==== Document segment ====
Oh, dusty blog. Hello. Well -- I did say I was busy. I have a day job, 5 days a week, regular schedule, the whole incomprehensible thing, and it's only 30 hours a week instead of 40, but any late-stage PhD student will tell you, you can't have a normal job and write a serious dissertation. I'm trying, and what's happening as a result is that most the rest of my life has fallen to the side. I already hadn't really cooked in years, hadn't even done anything more complex than adding fresh vegetables to a boxed stir-fry kit, and now I'm even short of that. I manage to fry or scramble some eggs about once a month these days; otherwise it's coffee house snacks, cereal, yogurt, and microwavable convenience foods. Don't ask about laundry or dishes. Especially don't ask about laundry, if you have any decency in your soul at all.
I did get out on my porch to fill up my flowerpots (that was several mornings and several afternoons; I have a lot of pots) and my orchids are doing really well, but I haven't knitted a stitch in weeks. I continue to keep up with CSI in bursts; I wrote a few new poems this spring; I'm in a poetry band now, where a friend and I are doing these electronic-music treatments of recordings of me reading, and that's extremely cool; mostly, though, it's the dissertation and me every night and every weekend day and every weekend night.
==== Supplied information ====
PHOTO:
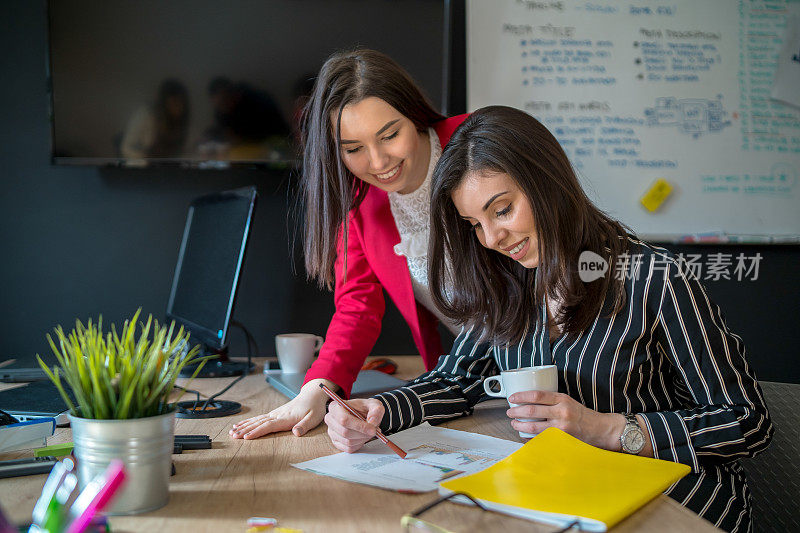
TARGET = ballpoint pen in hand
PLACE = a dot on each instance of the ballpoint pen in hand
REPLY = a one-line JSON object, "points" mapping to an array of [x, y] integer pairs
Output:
{"points": [[335, 397]]}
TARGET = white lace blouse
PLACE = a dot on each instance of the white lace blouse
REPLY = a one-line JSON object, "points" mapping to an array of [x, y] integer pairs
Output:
{"points": [[411, 214]]}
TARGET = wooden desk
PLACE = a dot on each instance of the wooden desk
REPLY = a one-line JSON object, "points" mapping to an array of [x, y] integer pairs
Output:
{"points": [[218, 489]]}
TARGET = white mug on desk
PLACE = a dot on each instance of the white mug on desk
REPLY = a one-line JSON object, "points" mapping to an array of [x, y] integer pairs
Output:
{"points": [[521, 380], [296, 351]]}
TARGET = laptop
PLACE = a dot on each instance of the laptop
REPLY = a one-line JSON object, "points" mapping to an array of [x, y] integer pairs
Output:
{"points": [[368, 383], [39, 399]]}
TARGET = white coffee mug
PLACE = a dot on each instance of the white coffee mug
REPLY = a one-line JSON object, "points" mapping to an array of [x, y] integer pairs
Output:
{"points": [[521, 380], [296, 351]]}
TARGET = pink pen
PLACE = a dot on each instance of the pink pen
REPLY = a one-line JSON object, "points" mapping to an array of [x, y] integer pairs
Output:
{"points": [[96, 496]]}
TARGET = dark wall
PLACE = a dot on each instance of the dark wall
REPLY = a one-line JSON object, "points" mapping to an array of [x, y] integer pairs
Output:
{"points": [[80, 242]]}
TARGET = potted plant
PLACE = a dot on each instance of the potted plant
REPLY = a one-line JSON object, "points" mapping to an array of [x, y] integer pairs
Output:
{"points": [[122, 385]]}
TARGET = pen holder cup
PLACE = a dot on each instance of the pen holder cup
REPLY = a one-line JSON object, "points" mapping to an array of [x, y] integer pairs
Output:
{"points": [[145, 447]]}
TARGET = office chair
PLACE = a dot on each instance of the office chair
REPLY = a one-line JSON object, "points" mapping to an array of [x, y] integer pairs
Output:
{"points": [[774, 475]]}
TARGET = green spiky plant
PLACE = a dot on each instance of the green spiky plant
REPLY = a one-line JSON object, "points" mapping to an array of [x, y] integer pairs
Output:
{"points": [[119, 376]]}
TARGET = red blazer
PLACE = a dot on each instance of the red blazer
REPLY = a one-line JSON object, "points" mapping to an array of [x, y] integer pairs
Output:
{"points": [[372, 266]]}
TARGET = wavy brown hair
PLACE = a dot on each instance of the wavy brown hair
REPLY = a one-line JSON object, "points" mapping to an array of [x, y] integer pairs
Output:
{"points": [[329, 191], [494, 293]]}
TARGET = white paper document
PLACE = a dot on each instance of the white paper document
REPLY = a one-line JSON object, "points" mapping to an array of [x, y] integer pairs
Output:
{"points": [[434, 454], [786, 87]]}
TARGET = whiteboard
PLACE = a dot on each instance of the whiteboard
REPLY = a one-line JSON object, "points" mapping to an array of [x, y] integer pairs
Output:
{"points": [[641, 90]]}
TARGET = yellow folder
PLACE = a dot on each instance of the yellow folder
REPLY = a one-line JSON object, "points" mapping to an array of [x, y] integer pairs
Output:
{"points": [[557, 479]]}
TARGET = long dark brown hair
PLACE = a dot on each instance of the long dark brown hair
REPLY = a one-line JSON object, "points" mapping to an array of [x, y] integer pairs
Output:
{"points": [[493, 293], [329, 191]]}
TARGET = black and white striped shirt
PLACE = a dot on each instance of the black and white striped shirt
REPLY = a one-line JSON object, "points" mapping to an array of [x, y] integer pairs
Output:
{"points": [[667, 355]]}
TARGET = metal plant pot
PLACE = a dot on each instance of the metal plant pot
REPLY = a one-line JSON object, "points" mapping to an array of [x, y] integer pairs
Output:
{"points": [[145, 447]]}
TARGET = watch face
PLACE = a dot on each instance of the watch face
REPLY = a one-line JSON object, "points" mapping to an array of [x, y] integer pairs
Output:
{"points": [[634, 440]]}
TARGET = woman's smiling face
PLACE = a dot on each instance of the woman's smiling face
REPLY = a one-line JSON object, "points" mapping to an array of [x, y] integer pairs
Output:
{"points": [[382, 147], [500, 215]]}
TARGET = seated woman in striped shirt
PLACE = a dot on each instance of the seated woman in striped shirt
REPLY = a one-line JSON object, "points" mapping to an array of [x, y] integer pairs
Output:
{"points": [[510, 222]]}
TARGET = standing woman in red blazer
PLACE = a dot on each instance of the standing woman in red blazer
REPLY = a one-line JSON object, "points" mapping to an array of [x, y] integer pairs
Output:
{"points": [[370, 142]]}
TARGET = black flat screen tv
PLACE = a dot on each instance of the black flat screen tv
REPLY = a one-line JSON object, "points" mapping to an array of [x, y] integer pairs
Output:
{"points": [[211, 83]]}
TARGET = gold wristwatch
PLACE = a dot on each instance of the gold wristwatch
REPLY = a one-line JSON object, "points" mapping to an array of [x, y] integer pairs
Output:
{"points": [[632, 437]]}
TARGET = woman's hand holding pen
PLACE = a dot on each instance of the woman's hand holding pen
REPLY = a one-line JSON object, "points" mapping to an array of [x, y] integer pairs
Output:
{"points": [[347, 432], [563, 412], [300, 415]]}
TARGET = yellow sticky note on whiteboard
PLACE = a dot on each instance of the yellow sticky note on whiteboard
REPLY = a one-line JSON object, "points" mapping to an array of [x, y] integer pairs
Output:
{"points": [[656, 195]]}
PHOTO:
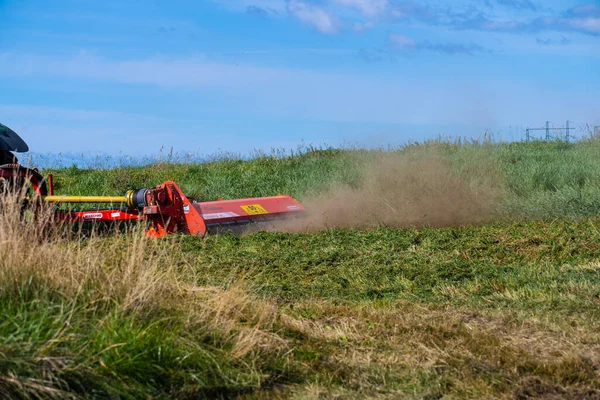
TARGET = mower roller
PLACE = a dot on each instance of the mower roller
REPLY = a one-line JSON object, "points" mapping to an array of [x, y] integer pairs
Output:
{"points": [[164, 208]]}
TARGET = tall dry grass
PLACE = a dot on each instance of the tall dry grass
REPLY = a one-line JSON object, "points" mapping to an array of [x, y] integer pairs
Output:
{"points": [[91, 313]]}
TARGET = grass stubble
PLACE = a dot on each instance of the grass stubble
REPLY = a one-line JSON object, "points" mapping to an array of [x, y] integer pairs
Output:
{"points": [[356, 303]]}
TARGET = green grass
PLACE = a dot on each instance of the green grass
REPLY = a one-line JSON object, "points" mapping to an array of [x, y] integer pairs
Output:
{"points": [[504, 309]]}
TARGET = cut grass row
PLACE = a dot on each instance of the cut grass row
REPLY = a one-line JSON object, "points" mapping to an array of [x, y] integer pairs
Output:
{"points": [[503, 310], [491, 311]]}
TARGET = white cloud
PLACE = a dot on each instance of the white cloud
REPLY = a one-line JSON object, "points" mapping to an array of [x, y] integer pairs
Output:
{"points": [[314, 16], [370, 8], [401, 41]]}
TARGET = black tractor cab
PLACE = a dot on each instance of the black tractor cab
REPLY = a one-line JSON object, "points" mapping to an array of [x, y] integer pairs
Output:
{"points": [[9, 142]]}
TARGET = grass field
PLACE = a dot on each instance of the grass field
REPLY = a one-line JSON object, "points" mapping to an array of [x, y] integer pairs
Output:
{"points": [[479, 279]]}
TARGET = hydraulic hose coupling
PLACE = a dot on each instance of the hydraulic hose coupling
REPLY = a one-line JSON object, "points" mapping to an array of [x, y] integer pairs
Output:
{"points": [[136, 199]]}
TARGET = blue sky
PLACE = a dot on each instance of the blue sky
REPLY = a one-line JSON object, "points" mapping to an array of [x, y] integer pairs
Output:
{"points": [[235, 75]]}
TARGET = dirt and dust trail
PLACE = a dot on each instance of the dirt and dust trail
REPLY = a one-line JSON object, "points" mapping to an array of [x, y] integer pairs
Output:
{"points": [[402, 191]]}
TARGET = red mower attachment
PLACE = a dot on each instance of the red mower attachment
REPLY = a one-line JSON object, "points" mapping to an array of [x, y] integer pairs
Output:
{"points": [[169, 211]]}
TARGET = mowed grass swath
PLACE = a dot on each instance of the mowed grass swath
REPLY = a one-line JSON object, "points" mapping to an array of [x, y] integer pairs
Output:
{"points": [[443, 269]]}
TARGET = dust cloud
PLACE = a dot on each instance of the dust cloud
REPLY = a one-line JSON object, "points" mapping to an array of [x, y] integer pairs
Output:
{"points": [[403, 191]]}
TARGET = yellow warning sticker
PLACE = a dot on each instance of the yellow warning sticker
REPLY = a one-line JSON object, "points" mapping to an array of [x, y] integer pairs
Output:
{"points": [[254, 209]]}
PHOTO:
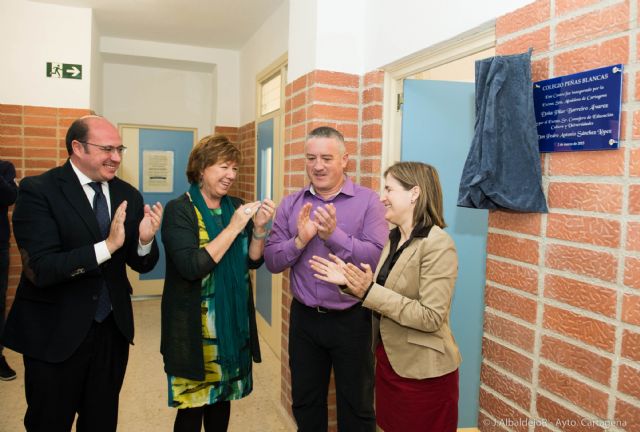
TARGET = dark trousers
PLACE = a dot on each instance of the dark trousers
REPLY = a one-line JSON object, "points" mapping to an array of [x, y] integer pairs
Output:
{"points": [[88, 383], [4, 282], [318, 341]]}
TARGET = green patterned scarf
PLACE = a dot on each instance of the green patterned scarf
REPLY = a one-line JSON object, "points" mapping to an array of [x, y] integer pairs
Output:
{"points": [[231, 290]]}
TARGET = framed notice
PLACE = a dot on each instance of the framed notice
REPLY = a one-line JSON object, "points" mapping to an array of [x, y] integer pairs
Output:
{"points": [[157, 171], [579, 111]]}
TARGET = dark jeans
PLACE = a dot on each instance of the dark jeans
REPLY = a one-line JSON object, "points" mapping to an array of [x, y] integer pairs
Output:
{"points": [[319, 341], [87, 383], [4, 282]]}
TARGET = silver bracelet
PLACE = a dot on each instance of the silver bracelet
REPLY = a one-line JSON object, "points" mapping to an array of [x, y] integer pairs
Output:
{"points": [[259, 236]]}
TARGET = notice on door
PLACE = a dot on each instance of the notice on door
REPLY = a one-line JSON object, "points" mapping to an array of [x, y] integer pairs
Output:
{"points": [[157, 171], [579, 111]]}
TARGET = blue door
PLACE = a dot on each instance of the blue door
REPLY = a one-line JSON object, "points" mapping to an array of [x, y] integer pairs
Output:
{"points": [[264, 291], [180, 143], [437, 128]]}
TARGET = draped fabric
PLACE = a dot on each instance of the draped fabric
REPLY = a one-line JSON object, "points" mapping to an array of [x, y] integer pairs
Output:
{"points": [[502, 170]]}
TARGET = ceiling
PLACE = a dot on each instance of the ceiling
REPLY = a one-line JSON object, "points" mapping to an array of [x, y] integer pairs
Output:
{"points": [[226, 24]]}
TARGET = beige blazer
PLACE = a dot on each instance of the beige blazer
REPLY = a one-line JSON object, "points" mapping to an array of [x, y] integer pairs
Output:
{"points": [[414, 307]]}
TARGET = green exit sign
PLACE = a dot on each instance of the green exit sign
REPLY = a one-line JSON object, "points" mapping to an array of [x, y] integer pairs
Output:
{"points": [[64, 70]]}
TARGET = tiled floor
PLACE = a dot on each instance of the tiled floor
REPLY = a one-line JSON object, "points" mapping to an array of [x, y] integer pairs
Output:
{"points": [[143, 400]]}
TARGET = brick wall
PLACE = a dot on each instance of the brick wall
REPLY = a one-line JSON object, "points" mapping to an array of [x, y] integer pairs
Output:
{"points": [[353, 105], [244, 137], [33, 139], [562, 320]]}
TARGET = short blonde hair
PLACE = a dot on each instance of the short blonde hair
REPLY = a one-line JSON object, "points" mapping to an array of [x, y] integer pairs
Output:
{"points": [[209, 151]]}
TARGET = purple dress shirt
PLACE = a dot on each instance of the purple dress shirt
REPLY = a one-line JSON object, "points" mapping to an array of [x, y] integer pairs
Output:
{"points": [[360, 234]]}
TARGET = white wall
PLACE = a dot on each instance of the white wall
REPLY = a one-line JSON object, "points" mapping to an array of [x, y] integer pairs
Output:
{"points": [[96, 83], [265, 46], [33, 34], [148, 95], [402, 27], [359, 36], [226, 104]]}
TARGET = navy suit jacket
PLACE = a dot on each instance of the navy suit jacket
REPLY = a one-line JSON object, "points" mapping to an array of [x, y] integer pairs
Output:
{"points": [[56, 229]]}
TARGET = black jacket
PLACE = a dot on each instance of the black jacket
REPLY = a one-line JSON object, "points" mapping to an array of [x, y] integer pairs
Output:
{"points": [[187, 264], [57, 296]]}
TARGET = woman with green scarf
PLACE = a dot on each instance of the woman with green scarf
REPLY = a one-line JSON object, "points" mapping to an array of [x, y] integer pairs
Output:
{"points": [[209, 334]]}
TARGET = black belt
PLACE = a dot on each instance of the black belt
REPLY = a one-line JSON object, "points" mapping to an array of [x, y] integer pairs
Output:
{"points": [[322, 309]]}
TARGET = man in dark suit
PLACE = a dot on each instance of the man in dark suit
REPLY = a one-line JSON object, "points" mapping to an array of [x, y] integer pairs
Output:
{"points": [[77, 227]]}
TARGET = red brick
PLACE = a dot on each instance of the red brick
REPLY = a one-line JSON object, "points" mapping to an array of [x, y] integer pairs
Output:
{"points": [[634, 163], [34, 110], [634, 199], [349, 131], [629, 381], [581, 294], [371, 95], [631, 309], [602, 163], [596, 197], [39, 132], [540, 69], [370, 166], [631, 345], [506, 386], [563, 417], [11, 119], [587, 27], [606, 53], [332, 95], [509, 331], [513, 304], [339, 79], [527, 16], [371, 148], [507, 359], [588, 330], [10, 109], [581, 394], [628, 415], [564, 6], [373, 131], [635, 128], [10, 130], [583, 229], [299, 116], [633, 236], [539, 40], [632, 272], [372, 112], [40, 153], [512, 275], [516, 248], [11, 141], [40, 121], [601, 265], [332, 112], [583, 361], [10, 152], [526, 223]]}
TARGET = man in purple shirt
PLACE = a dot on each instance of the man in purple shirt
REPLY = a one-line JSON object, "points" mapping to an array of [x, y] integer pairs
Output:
{"points": [[327, 328]]}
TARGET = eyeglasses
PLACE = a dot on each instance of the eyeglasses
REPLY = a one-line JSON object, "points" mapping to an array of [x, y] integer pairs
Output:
{"points": [[108, 149]]}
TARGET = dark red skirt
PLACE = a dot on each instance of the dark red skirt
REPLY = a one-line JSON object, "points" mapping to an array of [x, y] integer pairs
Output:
{"points": [[405, 404]]}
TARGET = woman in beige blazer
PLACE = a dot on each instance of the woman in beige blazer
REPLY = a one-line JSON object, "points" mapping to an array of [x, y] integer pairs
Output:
{"points": [[410, 295]]}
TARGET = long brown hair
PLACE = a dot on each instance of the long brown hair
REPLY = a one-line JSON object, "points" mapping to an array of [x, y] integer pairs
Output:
{"points": [[428, 210], [207, 152]]}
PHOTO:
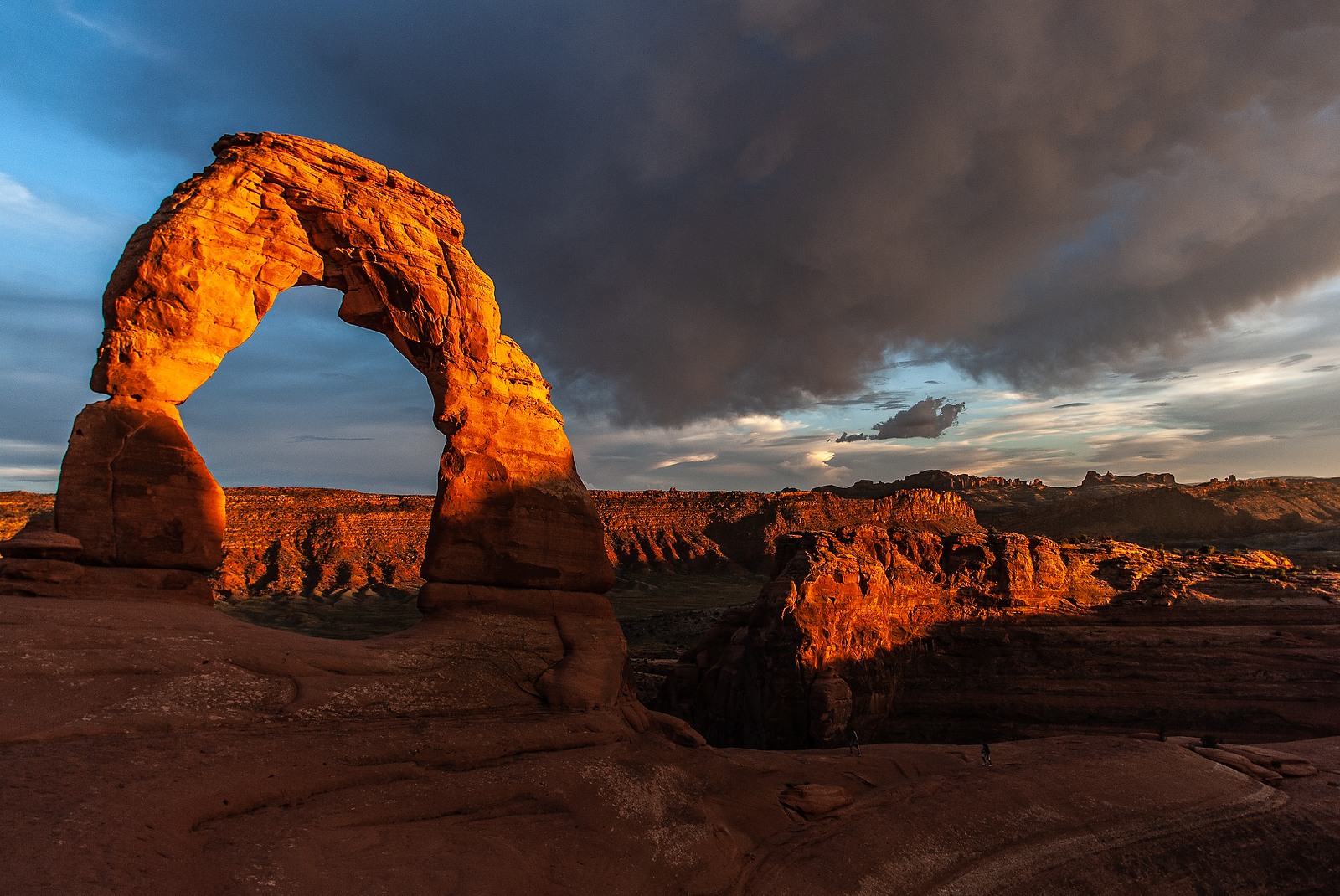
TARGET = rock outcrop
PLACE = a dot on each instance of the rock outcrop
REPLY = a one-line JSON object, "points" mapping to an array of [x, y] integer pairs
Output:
{"points": [[193, 283], [319, 541], [698, 531], [169, 749], [854, 615]]}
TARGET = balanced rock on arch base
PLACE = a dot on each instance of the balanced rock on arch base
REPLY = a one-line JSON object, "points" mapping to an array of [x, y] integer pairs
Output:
{"points": [[193, 283]]}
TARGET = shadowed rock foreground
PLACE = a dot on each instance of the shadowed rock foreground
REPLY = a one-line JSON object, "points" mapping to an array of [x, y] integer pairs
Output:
{"points": [[153, 748]]}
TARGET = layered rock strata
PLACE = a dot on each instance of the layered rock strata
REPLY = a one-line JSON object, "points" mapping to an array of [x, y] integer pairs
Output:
{"points": [[853, 616], [698, 531], [193, 283]]}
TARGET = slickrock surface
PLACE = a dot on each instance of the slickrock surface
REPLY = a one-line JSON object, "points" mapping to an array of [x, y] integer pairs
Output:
{"points": [[920, 636], [167, 749], [18, 511], [693, 531], [193, 283]]}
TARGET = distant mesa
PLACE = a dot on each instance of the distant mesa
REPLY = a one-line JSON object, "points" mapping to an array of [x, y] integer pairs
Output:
{"points": [[1094, 477]]}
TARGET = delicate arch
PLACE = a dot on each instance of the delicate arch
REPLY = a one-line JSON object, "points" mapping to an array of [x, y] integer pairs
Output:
{"points": [[274, 212]]}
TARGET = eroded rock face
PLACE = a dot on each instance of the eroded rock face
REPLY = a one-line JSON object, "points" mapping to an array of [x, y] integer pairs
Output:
{"points": [[819, 651], [693, 531], [193, 283], [134, 491]]}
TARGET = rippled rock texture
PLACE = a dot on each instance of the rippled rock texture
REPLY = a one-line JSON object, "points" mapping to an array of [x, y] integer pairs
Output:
{"points": [[909, 635]]}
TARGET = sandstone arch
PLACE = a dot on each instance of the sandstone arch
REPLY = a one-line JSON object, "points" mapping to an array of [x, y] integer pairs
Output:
{"points": [[274, 212]]}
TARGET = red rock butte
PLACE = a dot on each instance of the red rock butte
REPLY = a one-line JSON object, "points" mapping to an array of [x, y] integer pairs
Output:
{"points": [[193, 283]]}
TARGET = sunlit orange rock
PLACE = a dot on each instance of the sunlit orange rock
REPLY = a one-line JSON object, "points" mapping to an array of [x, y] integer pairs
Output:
{"points": [[274, 212], [819, 651]]}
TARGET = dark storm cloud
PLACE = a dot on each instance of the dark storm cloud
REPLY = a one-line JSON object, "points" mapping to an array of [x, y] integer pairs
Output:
{"points": [[926, 420], [710, 208], [879, 401]]}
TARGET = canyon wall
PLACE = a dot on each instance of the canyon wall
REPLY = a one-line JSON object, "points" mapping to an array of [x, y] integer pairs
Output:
{"points": [[854, 616], [696, 531]]}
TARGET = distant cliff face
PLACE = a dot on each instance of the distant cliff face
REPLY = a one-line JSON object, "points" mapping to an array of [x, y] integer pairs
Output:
{"points": [[826, 645], [318, 541], [694, 531]]}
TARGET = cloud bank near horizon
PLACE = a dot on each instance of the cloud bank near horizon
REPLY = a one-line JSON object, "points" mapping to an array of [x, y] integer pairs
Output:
{"points": [[703, 209]]}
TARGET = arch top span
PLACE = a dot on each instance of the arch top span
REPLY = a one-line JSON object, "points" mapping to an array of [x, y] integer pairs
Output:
{"points": [[274, 212]]}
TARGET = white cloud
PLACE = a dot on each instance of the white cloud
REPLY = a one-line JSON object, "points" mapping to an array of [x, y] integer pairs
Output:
{"points": [[22, 210], [692, 458]]}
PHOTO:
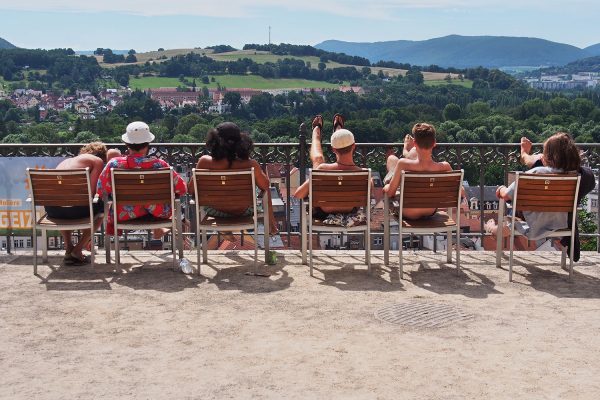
====
What the exercise asks
Transcribe everything in the blog post above from "Oh, dusty blog." down to "soul at all.", reproducing the wording and punctuation character for character.

Problem solution
Oh, dusty blog. Hello. Well -- I did say I was busy. I have a day job, 5 days a week, regular schedule, the whole incomprehensible thing, and it's only 30 hours a week instead of 40, but any late-stage PhD student will tell you, you can't have a normal job and write a serious dissertation. I'm trying, and what's happening as a result is that most the rest of my life has fallen to the side. I already hadn't really cooked in years, hadn't even done anything more complex than adding fresh vegetables to a boxed stir-fry kit, and now I'm even short of that. I manage to fry or scramble some eggs about once a month these days; otherwise it's coffee house snacks, cereal, yogurt, and microwavable convenience foods. Don't ask about laundry or dishes. Especially don't ask about laundry, if you have any decency in your soul at all.